◆ **Task details**
Copy the lines word for word, starting at the line containing "One marker per instance of the man's ear" and ending at the line containing "129), (542, 107)]", with both of those lines included.

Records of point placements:
>> BEGIN
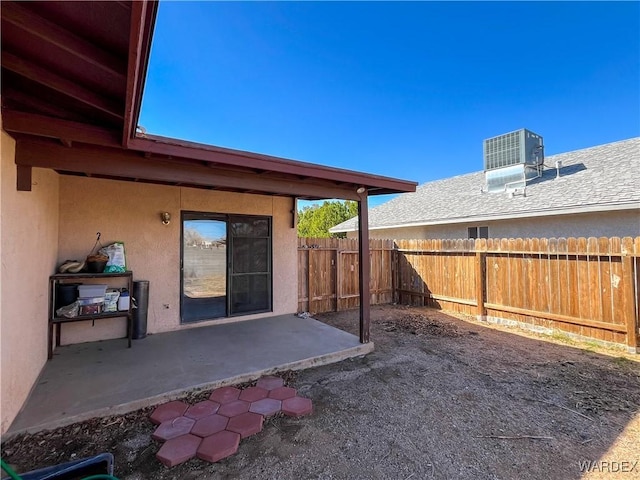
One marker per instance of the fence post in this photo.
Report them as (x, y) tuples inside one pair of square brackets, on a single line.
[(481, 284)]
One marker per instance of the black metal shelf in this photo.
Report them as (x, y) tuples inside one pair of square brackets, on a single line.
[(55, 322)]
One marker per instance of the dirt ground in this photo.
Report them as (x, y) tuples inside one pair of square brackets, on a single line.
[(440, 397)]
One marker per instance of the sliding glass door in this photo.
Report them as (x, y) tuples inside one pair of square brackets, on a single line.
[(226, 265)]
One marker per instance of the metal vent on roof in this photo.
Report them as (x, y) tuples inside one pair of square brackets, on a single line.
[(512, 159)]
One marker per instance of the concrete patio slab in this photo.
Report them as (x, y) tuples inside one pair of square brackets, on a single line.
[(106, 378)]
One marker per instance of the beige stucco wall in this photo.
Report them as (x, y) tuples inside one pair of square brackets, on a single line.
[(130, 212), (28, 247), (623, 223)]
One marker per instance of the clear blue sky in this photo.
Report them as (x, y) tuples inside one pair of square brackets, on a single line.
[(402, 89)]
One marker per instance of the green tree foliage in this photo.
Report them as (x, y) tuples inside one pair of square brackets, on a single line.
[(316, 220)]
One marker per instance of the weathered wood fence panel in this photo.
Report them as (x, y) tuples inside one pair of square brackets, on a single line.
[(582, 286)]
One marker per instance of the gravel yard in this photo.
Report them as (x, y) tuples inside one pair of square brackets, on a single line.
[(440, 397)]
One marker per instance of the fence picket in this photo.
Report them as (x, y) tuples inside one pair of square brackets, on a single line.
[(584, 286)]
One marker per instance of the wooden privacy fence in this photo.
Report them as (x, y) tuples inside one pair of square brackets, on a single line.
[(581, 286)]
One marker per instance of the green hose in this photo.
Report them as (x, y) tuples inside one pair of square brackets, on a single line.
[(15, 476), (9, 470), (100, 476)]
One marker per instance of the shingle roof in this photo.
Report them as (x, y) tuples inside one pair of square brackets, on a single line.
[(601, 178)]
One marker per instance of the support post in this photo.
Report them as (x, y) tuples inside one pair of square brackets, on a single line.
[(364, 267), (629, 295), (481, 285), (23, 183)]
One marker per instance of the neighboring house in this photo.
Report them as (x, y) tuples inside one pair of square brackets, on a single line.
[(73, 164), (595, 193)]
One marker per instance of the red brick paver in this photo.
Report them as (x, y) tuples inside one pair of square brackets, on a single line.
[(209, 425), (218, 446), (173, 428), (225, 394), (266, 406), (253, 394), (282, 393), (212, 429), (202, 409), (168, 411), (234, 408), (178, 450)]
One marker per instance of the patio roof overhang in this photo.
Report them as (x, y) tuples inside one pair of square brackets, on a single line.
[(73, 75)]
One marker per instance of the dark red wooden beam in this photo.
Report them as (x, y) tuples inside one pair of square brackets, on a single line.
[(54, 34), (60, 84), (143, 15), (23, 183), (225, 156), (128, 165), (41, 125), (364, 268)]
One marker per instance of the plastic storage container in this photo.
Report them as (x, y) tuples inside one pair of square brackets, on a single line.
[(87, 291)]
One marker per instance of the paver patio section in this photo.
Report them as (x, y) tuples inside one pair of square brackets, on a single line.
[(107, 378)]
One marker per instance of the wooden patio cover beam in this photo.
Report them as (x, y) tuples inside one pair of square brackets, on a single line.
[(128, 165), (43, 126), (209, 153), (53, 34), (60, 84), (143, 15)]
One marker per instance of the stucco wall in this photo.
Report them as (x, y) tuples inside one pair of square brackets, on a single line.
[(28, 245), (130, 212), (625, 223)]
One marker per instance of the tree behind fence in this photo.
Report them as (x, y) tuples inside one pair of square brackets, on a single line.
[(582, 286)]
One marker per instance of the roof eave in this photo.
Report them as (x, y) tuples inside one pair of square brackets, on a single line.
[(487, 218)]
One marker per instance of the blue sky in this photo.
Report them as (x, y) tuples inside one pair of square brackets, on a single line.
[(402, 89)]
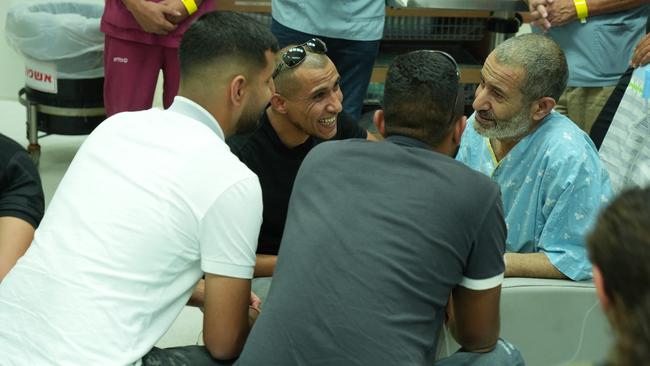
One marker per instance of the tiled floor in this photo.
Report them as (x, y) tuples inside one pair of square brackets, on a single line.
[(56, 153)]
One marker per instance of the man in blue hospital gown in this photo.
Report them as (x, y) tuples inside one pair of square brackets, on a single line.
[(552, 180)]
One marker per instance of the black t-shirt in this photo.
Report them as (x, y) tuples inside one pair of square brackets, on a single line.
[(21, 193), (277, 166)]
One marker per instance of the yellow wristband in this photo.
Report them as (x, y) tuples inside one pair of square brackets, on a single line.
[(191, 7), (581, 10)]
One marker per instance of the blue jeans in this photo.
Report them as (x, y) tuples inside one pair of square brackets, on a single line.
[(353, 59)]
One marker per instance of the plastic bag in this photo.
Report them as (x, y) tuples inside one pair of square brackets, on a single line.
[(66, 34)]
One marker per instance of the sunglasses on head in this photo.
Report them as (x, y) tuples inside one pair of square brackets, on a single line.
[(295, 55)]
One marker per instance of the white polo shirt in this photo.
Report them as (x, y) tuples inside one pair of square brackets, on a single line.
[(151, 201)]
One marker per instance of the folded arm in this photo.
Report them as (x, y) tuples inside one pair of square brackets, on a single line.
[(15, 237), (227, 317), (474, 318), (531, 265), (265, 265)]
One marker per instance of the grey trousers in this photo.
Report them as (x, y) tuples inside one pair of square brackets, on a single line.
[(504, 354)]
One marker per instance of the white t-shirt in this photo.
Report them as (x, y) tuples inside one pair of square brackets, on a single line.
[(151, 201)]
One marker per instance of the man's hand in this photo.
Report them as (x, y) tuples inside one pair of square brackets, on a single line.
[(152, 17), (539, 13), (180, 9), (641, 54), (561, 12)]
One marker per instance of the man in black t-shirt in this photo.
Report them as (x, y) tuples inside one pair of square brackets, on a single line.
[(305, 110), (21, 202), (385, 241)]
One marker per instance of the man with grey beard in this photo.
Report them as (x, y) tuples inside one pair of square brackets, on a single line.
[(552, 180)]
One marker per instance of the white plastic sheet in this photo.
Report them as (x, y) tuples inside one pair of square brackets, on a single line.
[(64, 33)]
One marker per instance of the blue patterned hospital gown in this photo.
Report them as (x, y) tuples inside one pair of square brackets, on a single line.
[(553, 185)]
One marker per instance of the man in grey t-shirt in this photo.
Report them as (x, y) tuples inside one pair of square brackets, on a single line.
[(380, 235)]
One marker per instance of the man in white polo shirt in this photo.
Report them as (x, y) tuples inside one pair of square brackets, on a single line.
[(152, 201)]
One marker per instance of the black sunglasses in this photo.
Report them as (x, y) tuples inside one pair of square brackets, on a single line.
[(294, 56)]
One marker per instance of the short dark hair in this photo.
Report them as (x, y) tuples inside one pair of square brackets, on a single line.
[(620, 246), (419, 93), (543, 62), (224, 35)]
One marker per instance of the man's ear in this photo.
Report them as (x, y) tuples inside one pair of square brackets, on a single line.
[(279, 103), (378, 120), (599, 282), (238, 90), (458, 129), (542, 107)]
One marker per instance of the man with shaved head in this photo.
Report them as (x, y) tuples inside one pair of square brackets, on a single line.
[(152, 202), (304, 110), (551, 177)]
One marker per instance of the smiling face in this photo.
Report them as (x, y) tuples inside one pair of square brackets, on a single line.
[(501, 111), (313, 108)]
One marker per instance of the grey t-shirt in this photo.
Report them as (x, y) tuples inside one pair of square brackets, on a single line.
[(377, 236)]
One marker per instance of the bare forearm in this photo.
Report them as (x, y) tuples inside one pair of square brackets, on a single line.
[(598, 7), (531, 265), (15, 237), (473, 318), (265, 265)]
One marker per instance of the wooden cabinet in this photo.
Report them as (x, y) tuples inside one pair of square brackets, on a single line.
>> END
◆ **Task output**
One marker per instance of the man's ear in this photo.
Report them as (x, y) tuples inside one pair of square brackets, on a single line.
[(279, 103), (378, 120), (599, 282), (238, 90), (458, 129), (542, 107)]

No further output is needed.